The third gotcha is drift: someone clicks in the portal and changes a setting. Your Bicep is now out of sync with reality. The fix is twofold — disable portal write access in prod (Azure Policy can do this), and schedule a periodic what-if run that alerts on non-empty diffs.
- • Templates are safe to re-run; verified by re-running in CI
- • Destructive changes (rename, SKU change) reviewed manually
- • No portal edits in prod (policy enforced)
- • Nightly drift scan; deltas open PRs automatically
- • Out-of-band operations (secrets, blobs) clearly partitioned from Bicep
- • Recreate-on-change properties flagged in code review checklist
Region rollout patterns
A single-region prod deploy is a special case. The real shape of a safe deploy is a staged rollout across multiple regions or rings:
- Dev — your own team's environment, single region, no real users. Bake: minutes.
- Preprod — production-like data and config, internal testers only. Bake: hours.
- Canary — one production region, small fraction of real users. Bake: hours to a day.
- Broad — a wave of regions, larger user fraction. Bake: hours.
- Global — remaining regions. Bake: continuous monitoring.
Between each stage is a bake time: a window during which the deploy must not break the SLO. "Not break" is defined by quantitative health signals — error rate stays under a threshold, p95 latency stays under another, no critical alerts fire. If any signal breaches, the rollout halts and an alert wakes the on-call.
Auto-rollback is the response to a bad bake. It comes in two flavours. Slot-swap rollback, available in App Service, swaps the old version back; it takes seconds. Redeploy rollback, the general form, re-runs the deploy stage against the previous artifact; it takes as long as a normal deploy. The first is preferable; the second is the fallback.
The fan-out shape is usually wave-based: canary in one region, wave 1 in two non-paired regions, wave 2 in four, and so on. Pairing matters because Azure region pairs share some failure domains; spreading waves across non-paired regions limits blast radius. The exact wave shape depends on your customer geography and your SLO commitments.
- • Dev → preprod → canary → broad → global
- • 1-hour bakes minimum at canary; longer for prod waves
- • Health gate: error rate < baseline + N basis points
- • Slot-swap rollback wired in
- • Customer-aware rings, not just regions
- • Bake times derived from traffic volume (need N requests for stat-sig)
- • Auto-rollback drives a postmortem regardless of cause
- • Rollout-engine signals streamed to a central dashboard
Approval workflows and change management
Production deploys in regulated industries (finance, healthcare, anything touching customer money) require a change ticket: a record stating what is changing, why, who approved it, what the rollback plan is. The pipeline integrates by querying the change-management system before the prod stage runs; if the ticket is not approved or not in the deploy window, the gate blocks.
Even outside regulated contexts, the discipline is valuable. The change record is the post-incident artifact; the approval is the second pair of eyes; the deploy window prevents Friday-evening surprises. Azure DevOps environments support REST gates that call the change-management API; ServiceNow, Jira Service Management, and most enterprise tools have webhooks for this.

Exercise aim:
Could you write the next part of the Azure deployment text, starting after its final sentence?

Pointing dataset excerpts

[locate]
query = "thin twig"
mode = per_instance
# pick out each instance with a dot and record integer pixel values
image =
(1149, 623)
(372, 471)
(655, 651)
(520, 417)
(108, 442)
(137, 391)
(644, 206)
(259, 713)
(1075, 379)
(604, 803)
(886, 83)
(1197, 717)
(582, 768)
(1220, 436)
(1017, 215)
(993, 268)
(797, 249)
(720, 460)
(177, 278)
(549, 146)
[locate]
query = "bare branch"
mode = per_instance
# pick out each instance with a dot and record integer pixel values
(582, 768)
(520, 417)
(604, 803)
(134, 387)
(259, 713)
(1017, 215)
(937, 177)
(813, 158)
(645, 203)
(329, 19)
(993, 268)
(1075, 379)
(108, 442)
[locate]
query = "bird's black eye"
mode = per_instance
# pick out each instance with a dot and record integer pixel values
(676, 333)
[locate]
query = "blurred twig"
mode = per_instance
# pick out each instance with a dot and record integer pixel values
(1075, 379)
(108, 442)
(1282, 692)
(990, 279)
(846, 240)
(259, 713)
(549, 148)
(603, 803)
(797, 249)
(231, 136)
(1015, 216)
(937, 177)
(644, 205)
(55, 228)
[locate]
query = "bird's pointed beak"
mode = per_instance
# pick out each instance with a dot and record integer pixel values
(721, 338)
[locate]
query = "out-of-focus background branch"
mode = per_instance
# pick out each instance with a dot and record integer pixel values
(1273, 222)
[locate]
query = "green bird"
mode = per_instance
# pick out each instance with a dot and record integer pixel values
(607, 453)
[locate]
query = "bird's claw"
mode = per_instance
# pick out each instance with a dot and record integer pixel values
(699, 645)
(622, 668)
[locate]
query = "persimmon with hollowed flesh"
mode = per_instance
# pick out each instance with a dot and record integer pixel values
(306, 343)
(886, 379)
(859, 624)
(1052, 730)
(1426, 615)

Task output:
The lighter-weight version is the deploy calendar + freeze windows. Code freezes are a fact of life: Black Friday, end of quarter, regulatory deadlines. The pipeline must respect a freeze — typically by checking an org-wide "deploy allowed?" service before each prod stage.
Approvals are not just "click OK". They are an opportunity for a second engineer to inspect the deploy: what changed in the diff, what's in the artifact, what's the rollback plan. Treating approvals as paperwork is how you ship the wrong thing.
- • Manual approval on every prod stage
- • Business-hours check enforced
- • Freeze windows respected via a REST gate
- • Change-management ticket required, status verified by gate
- • Approver rota documented; conflict-of-interest rules
- • Auto-rollback skips approvals (correct: getting back to known-good is always allowed)
Ev2 (Microsoft-internal) in depth
Inside Microsoft, the canonical rollout orchestrator is Ev2 (Express v2). It is not in the public docs, but the concepts are: most large cloud orgs end up with something like it, and understanding it makes the analogues clearer.
An Ev2 rollout is described by a small set of YAML and JSON files in a service group:
- ServiceModel — the declarative description of the service: which regions it lives in, which roles (sub-services) it has, how they relate. The shape of the world.
- RolloutSpec — the rollout plan: which stages run, in what order, what each stage does, what gates exist between them.
- ScopeBindings — the mapping from logical names (
primaryRegion) to physical Azure subscriptions and resource groups. - Parameters — per-environment parameter files (prod parameters, preprod parameters).
- Templates — ARM templates (
.json) that each stage applies. - Scripts — PowerShell or Bash scripts that each stage runs for non-ARM operations (warmup, drain, custom checks).
A rollout consumes a build artifact (the pipeline output from chapter 18) and a rollout spec, then walks through the stages defined in the spec, applying ARM templates per scope and running scripts per scope. Each stage has a bake time and a health gate; failure halts the rollout and (depending on config) triggers a rollback.
Two flavours exist: Classic Ev2 (older, more verbose, ARM-only) and Modern Ev2 (newer, supports container images and Helm, slightly nicer authoring). New services start on Modern. The migration story is well-trodden.
The transferable lesson is the separation between service model and rollout plan. The model says what exists; the spec says how to change it. The same model can be rolled out by different specs for different scenarios (normal release, emergency patch, regional failover). Argo Rollouts (Kubernetes) makes the same split with its Rollout CRD vs AnalysisTemplate CRD; Spinnaker does it with its pipeline + canary-analysis stages.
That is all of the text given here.